● **Set problem 1**
From the entries below, keep only the lines that contain the word "human" and copy each of them out.

● **Document passage**
_ _ _ _ _

Garland Confronts Crisis Over Leak Inquiries and Journalism

WASHINGTON — Government leak hunters have been ratcheting up pressure on the ability of journalists to do their jobs for a generation — a push fueled by changing technology and fraught national-security issues that arose after the Sept. 11, 2001, attacks. Now, those tensions have reached an inflection point.

Recent disclosures about aggressive steps that the Justice Department secretly took under President Donald J. Trump while hunting for the confidential sources of reporters — at The New York Times, CNN and The Washington Post — prompted a backlash from the top. President Biden ordered prosecutors to stop seizing reporters’ phone and email data.

But Mr. Biden’s sweeping vow to ban a practice he called “simply, simply wrong” left crucial questions unanswered. Among them: How broadly will prosecutors define the journalistic activities that the new protections apply to? And will the changes be easy or difficult for a future administration to roll back?

_ _ _ _ _

● **Dataset content**

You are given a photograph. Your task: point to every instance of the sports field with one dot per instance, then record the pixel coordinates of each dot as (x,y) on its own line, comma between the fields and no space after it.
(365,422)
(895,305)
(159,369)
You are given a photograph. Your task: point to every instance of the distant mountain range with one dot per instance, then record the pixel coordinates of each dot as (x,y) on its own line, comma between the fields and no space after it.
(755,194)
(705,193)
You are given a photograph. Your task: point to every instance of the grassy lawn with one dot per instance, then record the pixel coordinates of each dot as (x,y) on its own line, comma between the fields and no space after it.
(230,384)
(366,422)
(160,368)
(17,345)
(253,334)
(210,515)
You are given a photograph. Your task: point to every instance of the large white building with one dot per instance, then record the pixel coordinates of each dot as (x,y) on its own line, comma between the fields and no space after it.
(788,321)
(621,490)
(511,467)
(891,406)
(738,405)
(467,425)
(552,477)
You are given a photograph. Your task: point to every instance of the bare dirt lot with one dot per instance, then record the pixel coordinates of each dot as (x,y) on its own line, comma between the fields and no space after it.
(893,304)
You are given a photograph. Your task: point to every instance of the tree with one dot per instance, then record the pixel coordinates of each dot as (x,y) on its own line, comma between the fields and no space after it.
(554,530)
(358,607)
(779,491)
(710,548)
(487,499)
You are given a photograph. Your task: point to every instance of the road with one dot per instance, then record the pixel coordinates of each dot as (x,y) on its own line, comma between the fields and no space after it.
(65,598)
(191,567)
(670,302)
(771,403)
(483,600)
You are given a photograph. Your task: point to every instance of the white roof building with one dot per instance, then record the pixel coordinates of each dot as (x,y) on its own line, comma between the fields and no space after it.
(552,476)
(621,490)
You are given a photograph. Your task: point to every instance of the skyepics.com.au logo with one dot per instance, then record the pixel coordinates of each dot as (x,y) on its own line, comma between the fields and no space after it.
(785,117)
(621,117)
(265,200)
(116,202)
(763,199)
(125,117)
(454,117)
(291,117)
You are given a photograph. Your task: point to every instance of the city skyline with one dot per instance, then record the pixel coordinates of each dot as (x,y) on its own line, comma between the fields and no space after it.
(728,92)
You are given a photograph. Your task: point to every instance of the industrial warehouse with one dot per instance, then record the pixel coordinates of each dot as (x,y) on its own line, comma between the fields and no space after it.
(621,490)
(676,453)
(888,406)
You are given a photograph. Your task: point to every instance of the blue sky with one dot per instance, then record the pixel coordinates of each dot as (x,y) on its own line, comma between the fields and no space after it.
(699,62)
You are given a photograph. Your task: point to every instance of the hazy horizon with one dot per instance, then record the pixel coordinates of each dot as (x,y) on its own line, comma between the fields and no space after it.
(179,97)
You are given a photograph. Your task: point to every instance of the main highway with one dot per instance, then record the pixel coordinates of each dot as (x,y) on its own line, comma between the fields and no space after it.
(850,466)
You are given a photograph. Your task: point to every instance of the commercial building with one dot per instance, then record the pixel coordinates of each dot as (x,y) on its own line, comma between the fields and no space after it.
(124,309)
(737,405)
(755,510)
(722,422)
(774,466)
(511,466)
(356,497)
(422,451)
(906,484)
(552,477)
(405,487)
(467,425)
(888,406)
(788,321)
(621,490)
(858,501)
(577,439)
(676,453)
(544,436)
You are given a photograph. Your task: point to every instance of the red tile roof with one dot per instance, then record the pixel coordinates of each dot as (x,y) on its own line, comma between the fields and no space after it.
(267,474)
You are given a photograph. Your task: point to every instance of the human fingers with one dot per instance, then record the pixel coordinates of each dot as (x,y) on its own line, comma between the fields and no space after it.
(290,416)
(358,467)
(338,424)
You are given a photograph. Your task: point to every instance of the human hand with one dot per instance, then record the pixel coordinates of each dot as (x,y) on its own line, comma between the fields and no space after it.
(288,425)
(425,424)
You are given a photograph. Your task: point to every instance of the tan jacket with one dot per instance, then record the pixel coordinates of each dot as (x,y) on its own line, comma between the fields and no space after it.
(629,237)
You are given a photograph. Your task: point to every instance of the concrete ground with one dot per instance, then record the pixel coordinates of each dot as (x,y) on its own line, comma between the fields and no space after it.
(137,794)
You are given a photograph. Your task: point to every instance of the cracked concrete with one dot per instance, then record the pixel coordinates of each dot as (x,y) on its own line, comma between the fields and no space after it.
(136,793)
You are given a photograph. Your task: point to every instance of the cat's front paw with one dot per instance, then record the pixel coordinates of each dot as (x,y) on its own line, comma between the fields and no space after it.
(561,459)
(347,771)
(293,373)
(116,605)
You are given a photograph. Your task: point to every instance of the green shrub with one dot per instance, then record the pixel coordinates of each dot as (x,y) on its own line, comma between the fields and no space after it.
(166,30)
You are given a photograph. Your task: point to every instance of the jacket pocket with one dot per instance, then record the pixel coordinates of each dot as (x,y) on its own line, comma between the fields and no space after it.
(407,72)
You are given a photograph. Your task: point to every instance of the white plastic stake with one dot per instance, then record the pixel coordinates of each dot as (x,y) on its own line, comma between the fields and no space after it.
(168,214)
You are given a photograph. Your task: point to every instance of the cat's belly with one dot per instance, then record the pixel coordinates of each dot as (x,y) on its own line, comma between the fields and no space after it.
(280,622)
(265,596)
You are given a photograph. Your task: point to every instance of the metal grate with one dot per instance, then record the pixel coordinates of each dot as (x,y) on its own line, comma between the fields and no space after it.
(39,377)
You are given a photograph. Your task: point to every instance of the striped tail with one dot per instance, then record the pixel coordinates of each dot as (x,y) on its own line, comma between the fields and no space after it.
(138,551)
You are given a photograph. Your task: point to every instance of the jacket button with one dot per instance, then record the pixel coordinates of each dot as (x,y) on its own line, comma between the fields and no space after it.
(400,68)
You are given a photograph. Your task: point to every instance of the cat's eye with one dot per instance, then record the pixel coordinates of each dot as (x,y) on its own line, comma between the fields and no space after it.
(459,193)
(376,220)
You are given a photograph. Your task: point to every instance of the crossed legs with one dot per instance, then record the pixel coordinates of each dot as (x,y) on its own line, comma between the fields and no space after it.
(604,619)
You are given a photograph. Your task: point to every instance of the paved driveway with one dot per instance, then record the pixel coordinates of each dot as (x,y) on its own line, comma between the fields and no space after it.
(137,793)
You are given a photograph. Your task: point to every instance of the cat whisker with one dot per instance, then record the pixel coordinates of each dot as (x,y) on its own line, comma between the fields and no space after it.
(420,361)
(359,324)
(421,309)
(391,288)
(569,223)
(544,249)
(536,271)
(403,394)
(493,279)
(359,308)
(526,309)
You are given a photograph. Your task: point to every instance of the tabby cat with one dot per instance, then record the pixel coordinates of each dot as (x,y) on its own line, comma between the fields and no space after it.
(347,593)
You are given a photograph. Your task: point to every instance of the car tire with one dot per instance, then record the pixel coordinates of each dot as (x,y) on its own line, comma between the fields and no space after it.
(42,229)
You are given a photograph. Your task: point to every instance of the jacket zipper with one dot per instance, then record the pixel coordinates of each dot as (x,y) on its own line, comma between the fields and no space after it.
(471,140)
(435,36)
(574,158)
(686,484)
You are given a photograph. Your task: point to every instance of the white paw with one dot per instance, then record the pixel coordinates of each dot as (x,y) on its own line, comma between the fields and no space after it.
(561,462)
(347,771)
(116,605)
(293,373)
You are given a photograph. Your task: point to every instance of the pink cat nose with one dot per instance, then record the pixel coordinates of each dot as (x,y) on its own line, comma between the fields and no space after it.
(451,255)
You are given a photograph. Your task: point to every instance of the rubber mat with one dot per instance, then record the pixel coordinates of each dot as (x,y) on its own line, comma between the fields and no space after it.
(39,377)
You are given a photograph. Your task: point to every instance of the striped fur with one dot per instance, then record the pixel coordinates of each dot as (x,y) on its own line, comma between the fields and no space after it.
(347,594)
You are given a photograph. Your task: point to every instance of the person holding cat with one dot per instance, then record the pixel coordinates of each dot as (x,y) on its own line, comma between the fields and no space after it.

_ _ _ _ _

● **Set problem 2**
Check each statement against the article on leak inquiries above and answer yes or no, quoting the words that settle it: (a) President Biden ordered prosecutors to stop seizing reporters' phone and email data; (b) the reporters whose sources were hunted worked at The Wall Street Journal; (c) Biden's vow left open how broadly prosecutors will define the journalistic activities the new protections cover.

● **Correct result 1**
You are given a photograph. Your task: point to every instance of the human fingers with one dot per instance, then record the pixel coordinates of each dot as (x,y) on its own line, comma between the fields and no space after it.
You are given a photograph. Your task: point to every instance of the human hand with one dot per instance, then record the pixel coordinates of each dot as (x,y) on its own line, comma between the fields and no space after it.

● **Correct result 2**
(a) Yes: "President Biden ordered prosecutors to stop seizing reporters’ phone and email data."
(b) No: "at The New York Times, CNN and The Washington Post"
(c) Yes: "left crucial questions unanswered. Among them: How broadly will prosecutors define the journalistic activities that the new protections apply to?"